Source material below:

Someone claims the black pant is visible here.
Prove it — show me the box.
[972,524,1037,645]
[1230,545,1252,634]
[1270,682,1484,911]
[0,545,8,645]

End of Source material.

• **Instructions to follow**
Transcribe the data above in full, keeping every word as it is.

• **Reply**
Someone claims the black pant is visible here.
Prove it — show me the box.
[972,524,1037,645]
[1230,545,1252,634]
[1270,682,1484,911]
[0,545,8,645]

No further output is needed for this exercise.